_Written problem_. Extract each line of the listing below that contains the string "desk".
>> start Extracted information
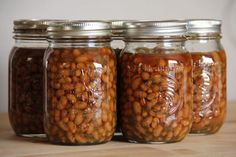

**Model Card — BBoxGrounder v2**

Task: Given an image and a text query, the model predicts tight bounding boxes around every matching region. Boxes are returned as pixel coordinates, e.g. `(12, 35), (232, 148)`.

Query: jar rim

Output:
(186, 19), (222, 36)
(125, 20), (186, 38)
(47, 20), (111, 39)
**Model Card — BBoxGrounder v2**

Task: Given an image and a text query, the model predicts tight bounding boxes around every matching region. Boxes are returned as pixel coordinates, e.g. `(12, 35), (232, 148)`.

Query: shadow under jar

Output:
(8, 20), (52, 136)
(119, 21), (192, 143)
(186, 20), (227, 134)
(44, 21), (116, 145)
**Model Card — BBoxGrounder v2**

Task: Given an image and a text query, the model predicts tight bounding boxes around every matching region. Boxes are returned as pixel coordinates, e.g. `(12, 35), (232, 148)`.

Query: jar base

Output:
(16, 134), (46, 138)
(128, 140), (178, 144)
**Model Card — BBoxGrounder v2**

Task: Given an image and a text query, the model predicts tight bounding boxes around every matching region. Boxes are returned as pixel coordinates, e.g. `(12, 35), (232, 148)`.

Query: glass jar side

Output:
(186, 38), (227, 134)
(44, 43), (116, 145)
(8, 39), (47, 136)
(119, 41), (192, 143)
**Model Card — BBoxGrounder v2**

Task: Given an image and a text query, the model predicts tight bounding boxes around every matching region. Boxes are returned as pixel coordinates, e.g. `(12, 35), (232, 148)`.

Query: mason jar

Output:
(119, 20), (192, 143)
(8, 20), (57, 136)
(185, 19), (227, 134)
(109, 20), (127, 58)
(44, 21), (116, 145)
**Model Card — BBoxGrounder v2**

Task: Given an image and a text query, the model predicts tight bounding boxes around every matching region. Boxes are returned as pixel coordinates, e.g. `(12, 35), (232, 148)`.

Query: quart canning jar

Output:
(109, 20), (128, 57)
(44, 21), (116, 145)
(8, 20), (59, 136)
(119, 21), (192, 143)
(186, 19), (227, 134)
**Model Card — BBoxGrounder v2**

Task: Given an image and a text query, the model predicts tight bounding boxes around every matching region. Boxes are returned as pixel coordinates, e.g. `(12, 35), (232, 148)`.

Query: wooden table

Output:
(0, 103), (236, 157)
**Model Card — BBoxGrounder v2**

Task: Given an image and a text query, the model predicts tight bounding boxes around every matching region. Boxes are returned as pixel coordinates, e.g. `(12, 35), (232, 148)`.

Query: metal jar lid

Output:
(13, 19), (65, 39)
(125, 20), (186, 38)
(109, 20), (134, 39)
(187, 19), (221, 35)
(47, 21), (111, 39)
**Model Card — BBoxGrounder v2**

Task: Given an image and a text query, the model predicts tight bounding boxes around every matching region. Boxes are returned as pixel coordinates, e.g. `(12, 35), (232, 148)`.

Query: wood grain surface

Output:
(0, 103), (236, 157)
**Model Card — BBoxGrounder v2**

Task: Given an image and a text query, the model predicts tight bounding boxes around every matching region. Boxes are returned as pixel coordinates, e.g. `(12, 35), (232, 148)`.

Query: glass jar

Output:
(8, 20), (52, 136)
(186, 19), (227, 134)
(120, 21), (192, 143)
(109, 20), (128, 136)
(44, 21), (116, 145)
(109, 20), (128, 58)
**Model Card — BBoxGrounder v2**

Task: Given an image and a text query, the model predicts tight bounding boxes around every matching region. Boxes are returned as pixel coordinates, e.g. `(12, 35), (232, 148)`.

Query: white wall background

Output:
(0, 0), (236, 112)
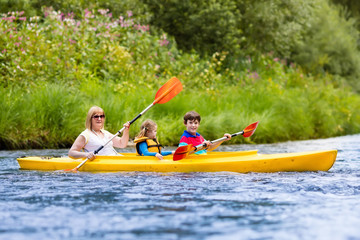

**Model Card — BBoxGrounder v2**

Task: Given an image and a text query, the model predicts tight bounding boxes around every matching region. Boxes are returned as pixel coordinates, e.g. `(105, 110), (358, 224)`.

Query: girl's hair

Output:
(85, 106), (105, 131)
(184, 111), (201, 124)
(136, 119), (157, 138)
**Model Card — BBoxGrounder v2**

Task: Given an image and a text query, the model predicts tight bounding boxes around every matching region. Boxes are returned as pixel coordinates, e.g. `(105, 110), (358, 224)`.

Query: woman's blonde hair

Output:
(136, 119), (157, 138)
(85, 106), (105, 131)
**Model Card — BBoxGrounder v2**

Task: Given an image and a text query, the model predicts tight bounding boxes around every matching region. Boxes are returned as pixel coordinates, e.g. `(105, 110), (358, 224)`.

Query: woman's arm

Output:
(113, 122), (130, 148)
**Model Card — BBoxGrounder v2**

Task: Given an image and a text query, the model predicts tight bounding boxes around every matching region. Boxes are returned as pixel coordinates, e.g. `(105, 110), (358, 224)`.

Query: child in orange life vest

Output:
(179, 111), (231, 154)
(134, 119), (174, 160)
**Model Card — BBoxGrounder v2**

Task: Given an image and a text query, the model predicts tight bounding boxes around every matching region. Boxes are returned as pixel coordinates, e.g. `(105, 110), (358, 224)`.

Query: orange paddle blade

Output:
(173, 144), (194, 161)
(243, 122), (259, 137)
(153, 77), (183, 104)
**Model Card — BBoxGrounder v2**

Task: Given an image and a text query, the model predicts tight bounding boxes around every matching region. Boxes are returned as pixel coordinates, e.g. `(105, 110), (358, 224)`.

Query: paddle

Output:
(173, 122), (259, 161)
(64, 77), (183, 172)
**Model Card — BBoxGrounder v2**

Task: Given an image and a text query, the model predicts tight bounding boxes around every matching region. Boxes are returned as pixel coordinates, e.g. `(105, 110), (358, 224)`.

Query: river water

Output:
(0, 135), (360, 240)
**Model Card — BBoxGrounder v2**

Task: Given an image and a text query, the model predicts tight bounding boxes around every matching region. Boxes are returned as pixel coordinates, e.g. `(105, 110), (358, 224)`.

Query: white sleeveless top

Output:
(80, 129), (120, 156)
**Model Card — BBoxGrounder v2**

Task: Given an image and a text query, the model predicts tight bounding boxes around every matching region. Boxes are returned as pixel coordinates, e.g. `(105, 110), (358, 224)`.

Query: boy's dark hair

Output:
(184, 111), (201, 124)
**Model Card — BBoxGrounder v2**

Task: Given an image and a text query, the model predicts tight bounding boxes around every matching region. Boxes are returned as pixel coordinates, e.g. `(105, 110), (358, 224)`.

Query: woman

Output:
(69, 106), (130, 160)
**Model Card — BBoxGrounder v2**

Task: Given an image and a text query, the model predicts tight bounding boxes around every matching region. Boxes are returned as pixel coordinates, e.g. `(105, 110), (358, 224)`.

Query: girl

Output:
(134, 119), (174, 160)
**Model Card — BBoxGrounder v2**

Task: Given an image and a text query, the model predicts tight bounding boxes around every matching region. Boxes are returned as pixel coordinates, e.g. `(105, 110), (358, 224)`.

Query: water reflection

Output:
(0, 135), (360, 239)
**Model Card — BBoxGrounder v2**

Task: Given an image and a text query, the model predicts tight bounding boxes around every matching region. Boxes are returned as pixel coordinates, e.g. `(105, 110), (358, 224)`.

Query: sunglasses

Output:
(92, 114), (105, 119)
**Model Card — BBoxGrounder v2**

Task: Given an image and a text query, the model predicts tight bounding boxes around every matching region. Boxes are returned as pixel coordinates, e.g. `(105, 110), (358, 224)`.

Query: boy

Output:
(179, 111), (231, 154)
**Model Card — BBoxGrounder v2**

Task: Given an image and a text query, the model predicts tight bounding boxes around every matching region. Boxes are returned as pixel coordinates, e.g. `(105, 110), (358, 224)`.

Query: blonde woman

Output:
(68, 106), (130, 160)
(134, 119), (174, 160)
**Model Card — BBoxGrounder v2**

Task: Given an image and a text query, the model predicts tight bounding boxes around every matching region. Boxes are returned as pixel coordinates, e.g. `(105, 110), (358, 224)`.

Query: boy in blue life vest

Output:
(179, 111), (231, 154)
(134, 119), (174, 160)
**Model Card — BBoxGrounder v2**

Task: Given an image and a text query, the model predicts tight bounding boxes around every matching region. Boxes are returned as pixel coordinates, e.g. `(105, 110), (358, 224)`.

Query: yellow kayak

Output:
(17, 150), (337, 173)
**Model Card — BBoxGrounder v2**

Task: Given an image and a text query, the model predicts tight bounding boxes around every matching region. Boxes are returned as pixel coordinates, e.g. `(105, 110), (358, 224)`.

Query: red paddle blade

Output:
(243, 122), (259, 137)
(173, 144), (194, 161)
(153, 77), (183, 104)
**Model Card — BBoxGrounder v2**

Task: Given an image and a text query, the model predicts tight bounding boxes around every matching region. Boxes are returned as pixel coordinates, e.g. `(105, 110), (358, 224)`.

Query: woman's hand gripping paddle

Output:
(173, 122), (259, 161)
(64, 77), (183, 172)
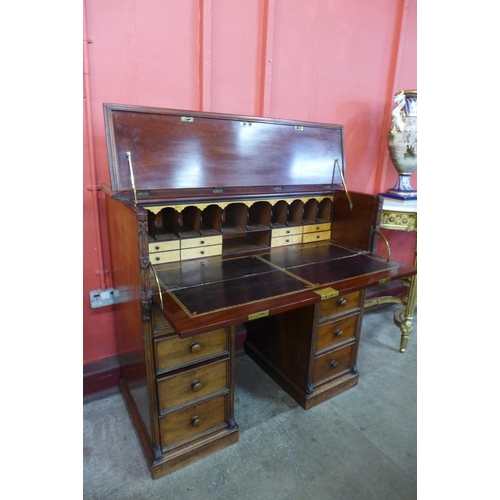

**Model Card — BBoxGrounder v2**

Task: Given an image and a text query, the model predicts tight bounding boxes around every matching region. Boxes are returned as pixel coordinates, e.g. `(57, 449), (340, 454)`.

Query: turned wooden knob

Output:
(191, 380), (203, 392)
(189, 342), (201, 354)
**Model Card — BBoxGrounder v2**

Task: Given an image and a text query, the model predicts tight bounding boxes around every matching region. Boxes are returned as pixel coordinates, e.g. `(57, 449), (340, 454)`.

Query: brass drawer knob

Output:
(189, 342), (201, 354)
(191, 380), (203, 392)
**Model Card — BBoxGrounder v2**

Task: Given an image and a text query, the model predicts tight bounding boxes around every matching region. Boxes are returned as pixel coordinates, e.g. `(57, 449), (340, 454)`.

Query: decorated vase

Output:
(387, 90), (417, 198)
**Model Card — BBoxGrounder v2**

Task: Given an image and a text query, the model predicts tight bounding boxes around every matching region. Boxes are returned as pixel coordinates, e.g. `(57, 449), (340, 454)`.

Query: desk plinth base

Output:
(245, 342), (359, 410)
(150, 427), (239, 479)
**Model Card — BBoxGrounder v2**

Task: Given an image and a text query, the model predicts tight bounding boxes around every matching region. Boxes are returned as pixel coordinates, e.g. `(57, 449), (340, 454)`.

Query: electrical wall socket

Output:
(90, 288), (119, 309)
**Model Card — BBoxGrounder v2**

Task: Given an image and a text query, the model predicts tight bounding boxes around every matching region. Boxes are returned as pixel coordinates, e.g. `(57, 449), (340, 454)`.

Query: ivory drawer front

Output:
(158, 360), (229, 412)
(271, 226), (303, 238)
(181, 245), (222, 260)
(149, 250), (181, 264)
(271, 234), (302, 247)
(148, 240), (180, 253)
(160, 395), (227, 449)
(316, 314), (359, 352)
(319, 292), (359, 318)
(302, 231), (331, 243)
(181, 235), (222, 250)
(312, 344), (353, 384)
(304, 222), (331, 234)
(155, 328), (229, 373)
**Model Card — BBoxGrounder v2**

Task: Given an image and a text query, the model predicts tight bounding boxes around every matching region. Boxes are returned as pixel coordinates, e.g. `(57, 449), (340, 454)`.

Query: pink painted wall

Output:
(83, 0), (417, 364)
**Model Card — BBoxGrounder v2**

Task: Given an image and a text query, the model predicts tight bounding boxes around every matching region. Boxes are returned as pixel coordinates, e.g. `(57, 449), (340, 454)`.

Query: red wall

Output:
(83, 0), (417, 364)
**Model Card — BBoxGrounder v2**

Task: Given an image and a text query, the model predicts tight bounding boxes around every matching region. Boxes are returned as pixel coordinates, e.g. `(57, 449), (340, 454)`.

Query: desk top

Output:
(156, 241), (416, 337)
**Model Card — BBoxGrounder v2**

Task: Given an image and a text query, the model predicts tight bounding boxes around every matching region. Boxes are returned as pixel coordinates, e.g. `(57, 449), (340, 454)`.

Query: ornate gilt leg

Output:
(394, 257), (417, 352)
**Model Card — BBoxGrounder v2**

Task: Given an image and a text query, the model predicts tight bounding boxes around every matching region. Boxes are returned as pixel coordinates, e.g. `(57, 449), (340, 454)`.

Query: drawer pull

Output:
(191, 380), (203, 392)
(189, 342), (201, 354)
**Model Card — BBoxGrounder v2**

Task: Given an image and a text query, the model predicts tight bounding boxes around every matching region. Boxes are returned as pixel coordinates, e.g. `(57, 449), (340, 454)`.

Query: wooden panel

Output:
(319, 292), (359, 318)
(312, 345), (354, 384)
(158, 360), (229, 412)
(160, 395), (226, 449)
(316, 314), (359, 351)
(155, 328), (229, 373)
(104, 104), (344, 191)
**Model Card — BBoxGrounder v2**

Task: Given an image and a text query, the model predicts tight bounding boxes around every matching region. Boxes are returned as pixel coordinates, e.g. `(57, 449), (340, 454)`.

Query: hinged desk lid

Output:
(104, 104), (345, 197)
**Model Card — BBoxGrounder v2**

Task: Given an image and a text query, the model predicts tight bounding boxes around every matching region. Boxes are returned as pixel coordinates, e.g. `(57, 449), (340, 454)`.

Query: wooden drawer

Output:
(181, 245), (222, 260)
(271, 226), (303, 238)
(319, 292), (360, 318)
(157, 360), (229, 413)
(181, 235), (222, 250)
(148, 240), (180, 253)
(155, 323), (229, 373)
(271, 234), (302, 247)
(316, 314), (359, 351)
(149, 250), (181, 264)
(160, 395), (227, 449)
(303, 222), (331, 236)
(313, 344), (355, 385)
(302, 231), (331, 243)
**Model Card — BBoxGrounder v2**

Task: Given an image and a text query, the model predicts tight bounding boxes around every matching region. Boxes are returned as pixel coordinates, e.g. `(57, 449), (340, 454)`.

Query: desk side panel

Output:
(106, 196), (156, 451)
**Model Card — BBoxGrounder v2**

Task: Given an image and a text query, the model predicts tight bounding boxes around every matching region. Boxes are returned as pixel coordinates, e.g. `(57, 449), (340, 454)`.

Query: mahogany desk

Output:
(103, 104), (416, 478)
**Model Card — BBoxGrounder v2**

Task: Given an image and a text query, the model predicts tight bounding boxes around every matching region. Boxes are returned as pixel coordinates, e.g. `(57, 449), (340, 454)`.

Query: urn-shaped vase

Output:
(387, 90), (417, 198)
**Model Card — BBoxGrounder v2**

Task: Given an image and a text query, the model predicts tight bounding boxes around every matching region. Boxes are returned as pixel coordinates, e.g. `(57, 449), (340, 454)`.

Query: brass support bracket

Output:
(372, 227), (391, 262)
(150, 265), (164, 309)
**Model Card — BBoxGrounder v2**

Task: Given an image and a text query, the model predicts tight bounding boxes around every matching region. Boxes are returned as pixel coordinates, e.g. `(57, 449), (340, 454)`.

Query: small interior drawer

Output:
(271, 234), (302, 247)
(155, 323), (229, 373)
(302, 231), (331, 243)
(304, 222), (331, 235)
(181, 235), (222, 250)
(148, 240), (180, 253)
(319, 292), (360, 318)
(158, 360), (229, 413)
(313, 344), (355, 385)
(160, 395), (227, 449)
(149, 250), (181, 264)
(271, 226), (303, 238)
(316, 314), (359, 351)
(181, 245), (222, 260)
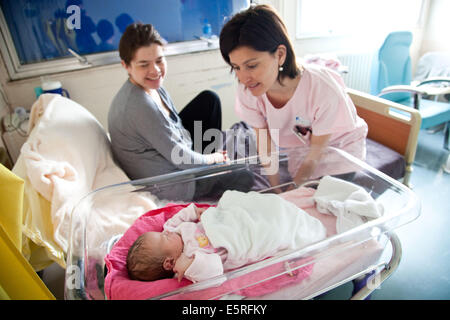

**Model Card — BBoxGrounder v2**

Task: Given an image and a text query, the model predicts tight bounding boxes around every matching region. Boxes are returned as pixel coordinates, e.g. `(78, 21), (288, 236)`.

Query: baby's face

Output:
(145, 231), (183, 259)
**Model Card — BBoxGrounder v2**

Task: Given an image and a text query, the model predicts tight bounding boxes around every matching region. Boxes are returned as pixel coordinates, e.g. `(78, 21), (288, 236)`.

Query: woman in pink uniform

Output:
(220, 5), (367, 190)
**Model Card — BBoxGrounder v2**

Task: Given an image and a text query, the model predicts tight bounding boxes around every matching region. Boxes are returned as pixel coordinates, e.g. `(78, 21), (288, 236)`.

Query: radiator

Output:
(337, 52), (372, 93)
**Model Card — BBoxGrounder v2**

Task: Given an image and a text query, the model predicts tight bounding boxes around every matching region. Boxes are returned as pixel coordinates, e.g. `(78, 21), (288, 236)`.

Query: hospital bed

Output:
(13, 91), (420, 299)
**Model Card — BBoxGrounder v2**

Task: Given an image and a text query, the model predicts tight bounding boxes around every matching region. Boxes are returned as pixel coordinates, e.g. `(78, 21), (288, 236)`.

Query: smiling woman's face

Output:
(122, 43), (167, 91)
(229, 47), (284, 96)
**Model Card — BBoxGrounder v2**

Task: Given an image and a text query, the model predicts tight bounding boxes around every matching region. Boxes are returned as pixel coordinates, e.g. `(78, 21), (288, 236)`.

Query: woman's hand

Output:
(206, 150), (230, 164)
(173, 252), (194, 282)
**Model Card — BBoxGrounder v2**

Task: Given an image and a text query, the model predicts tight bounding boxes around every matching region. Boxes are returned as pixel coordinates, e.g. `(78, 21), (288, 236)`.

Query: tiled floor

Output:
(44, 131), (450, 300)
(320, 131), (450, 300)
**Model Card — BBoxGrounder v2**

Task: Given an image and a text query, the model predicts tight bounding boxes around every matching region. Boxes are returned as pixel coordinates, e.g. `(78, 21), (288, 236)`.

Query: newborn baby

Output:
(127, 191), (326, 282)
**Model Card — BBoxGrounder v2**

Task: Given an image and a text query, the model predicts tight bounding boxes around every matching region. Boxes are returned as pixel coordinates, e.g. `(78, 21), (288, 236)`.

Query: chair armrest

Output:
(417, 77), (450, 86)
(417, 77), (450, 96)
(378, 85), (427, 97)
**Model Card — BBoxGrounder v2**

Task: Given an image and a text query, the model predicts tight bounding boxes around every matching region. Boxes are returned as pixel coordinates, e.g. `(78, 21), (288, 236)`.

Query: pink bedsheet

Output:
(105, 188), (322, 300)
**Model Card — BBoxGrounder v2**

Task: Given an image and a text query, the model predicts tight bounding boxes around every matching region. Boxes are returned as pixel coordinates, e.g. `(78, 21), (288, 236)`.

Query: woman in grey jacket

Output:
(108, 23), (252, 199)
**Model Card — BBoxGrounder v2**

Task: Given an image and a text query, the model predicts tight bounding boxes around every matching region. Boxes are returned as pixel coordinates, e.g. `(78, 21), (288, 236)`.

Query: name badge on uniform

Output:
(292, 116), (312, 144)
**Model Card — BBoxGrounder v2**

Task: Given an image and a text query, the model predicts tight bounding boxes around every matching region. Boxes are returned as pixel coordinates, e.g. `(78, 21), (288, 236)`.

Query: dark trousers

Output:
(179, 90), (253, 200)
(179, 90), (222, 153)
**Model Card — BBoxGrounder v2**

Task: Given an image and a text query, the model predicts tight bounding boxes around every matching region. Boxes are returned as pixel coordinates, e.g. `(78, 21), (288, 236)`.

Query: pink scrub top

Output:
(235, 65), (368, 177)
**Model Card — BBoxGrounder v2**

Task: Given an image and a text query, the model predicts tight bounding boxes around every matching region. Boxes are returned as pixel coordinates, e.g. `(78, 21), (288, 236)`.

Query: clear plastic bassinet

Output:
(65, 148), (420, 299)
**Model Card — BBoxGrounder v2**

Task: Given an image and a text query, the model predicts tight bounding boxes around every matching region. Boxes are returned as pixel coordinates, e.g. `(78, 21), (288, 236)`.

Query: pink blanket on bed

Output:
(105, 188), (330, 300)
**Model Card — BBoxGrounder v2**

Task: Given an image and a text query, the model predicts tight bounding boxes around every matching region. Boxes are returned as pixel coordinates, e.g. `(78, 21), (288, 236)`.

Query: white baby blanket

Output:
(201, 191), (326, 269)
(313, 176), (384, 233)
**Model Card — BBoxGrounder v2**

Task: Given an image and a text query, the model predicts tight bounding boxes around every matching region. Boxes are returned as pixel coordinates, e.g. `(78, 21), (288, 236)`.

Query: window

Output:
(297, 0), (423, 38)
(0, 0), (249, 79)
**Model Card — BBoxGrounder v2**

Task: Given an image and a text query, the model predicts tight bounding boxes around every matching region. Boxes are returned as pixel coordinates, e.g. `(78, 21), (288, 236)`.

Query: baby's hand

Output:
(173, 253), (194, 282)
(195, 206), (207, 220)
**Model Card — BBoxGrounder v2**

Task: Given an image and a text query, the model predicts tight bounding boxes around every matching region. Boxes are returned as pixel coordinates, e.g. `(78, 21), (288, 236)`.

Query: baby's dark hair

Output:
(127, 233), (174, 281)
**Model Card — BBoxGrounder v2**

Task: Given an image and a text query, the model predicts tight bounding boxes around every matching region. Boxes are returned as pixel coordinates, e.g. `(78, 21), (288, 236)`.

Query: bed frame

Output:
(347, 89), (422, 187)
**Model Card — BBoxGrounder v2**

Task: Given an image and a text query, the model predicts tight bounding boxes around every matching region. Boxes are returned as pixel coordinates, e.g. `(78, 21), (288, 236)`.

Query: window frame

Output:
(0, 8), (219, 80)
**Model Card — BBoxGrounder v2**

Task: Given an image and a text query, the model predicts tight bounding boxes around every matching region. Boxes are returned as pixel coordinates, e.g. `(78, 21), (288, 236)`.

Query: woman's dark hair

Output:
(220, 5), (299, 82)
(119, 23), (164, 65)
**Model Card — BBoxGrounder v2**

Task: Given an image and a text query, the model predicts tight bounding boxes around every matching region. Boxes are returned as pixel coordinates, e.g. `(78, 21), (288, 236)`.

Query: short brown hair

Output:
(119, 23), (165, 66)
(127, 233), (174, 281)
(220, 5), (299, 82)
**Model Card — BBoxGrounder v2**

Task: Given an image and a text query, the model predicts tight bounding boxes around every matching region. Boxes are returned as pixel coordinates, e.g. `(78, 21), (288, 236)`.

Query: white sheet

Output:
(313, 176), (384, 233)
(201, 191), (326, 269)
(19, 94), (156, 258)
>> end Extracted information
_Full output_.
Query: desk plinth base
Query: desk top
Query: hinged desk lid
Query: desk side panel
Query: mahogany desk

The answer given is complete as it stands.